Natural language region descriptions
- - -
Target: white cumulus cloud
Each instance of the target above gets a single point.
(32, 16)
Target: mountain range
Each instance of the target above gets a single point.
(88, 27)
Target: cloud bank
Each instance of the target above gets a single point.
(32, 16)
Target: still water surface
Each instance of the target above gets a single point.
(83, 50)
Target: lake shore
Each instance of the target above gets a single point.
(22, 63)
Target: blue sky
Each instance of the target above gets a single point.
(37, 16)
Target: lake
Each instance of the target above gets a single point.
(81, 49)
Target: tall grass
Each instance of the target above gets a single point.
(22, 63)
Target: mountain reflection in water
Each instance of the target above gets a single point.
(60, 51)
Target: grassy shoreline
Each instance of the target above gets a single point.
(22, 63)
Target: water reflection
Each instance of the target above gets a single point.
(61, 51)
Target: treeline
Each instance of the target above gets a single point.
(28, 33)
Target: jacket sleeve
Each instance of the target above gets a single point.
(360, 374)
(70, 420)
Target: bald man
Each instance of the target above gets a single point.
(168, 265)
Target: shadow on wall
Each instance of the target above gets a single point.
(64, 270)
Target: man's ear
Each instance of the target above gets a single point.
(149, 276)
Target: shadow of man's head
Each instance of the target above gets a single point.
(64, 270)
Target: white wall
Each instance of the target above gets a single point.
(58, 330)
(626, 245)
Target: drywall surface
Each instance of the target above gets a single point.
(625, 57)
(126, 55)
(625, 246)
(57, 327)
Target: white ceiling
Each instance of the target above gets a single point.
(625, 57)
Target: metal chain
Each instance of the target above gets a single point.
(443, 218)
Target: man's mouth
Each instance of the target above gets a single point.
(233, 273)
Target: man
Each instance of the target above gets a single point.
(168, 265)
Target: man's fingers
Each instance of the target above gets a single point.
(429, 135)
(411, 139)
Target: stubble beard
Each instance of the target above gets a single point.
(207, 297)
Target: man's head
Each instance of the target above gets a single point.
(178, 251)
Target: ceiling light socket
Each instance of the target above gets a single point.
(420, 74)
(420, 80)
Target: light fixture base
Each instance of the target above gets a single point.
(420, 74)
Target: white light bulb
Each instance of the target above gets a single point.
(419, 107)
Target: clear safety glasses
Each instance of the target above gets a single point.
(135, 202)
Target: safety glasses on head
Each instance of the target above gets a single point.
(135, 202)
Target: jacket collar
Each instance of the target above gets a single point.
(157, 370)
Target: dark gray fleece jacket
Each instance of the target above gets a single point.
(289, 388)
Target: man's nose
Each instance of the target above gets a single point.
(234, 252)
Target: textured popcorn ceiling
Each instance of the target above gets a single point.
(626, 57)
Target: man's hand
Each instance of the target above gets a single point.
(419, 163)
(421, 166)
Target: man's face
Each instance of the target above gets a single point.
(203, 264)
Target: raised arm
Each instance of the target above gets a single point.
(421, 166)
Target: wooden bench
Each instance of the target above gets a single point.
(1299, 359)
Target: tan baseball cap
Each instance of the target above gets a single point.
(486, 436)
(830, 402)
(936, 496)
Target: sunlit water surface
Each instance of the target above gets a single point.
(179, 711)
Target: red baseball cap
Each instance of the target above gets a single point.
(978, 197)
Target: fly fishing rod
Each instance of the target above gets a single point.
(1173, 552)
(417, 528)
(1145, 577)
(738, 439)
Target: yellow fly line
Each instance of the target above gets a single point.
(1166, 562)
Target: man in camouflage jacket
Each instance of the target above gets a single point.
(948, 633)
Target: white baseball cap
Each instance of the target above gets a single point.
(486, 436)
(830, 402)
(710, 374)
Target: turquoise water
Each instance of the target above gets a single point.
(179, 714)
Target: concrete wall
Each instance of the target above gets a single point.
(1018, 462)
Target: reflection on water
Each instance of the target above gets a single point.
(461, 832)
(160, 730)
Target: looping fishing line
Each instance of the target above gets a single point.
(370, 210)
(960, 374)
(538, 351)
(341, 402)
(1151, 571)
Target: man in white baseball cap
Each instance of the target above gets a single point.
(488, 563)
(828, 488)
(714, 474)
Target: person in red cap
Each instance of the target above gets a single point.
- - -
Count how many lines in the data above hold the string "reflection", and give the number with no other words.

YOUR SOLUTION. 3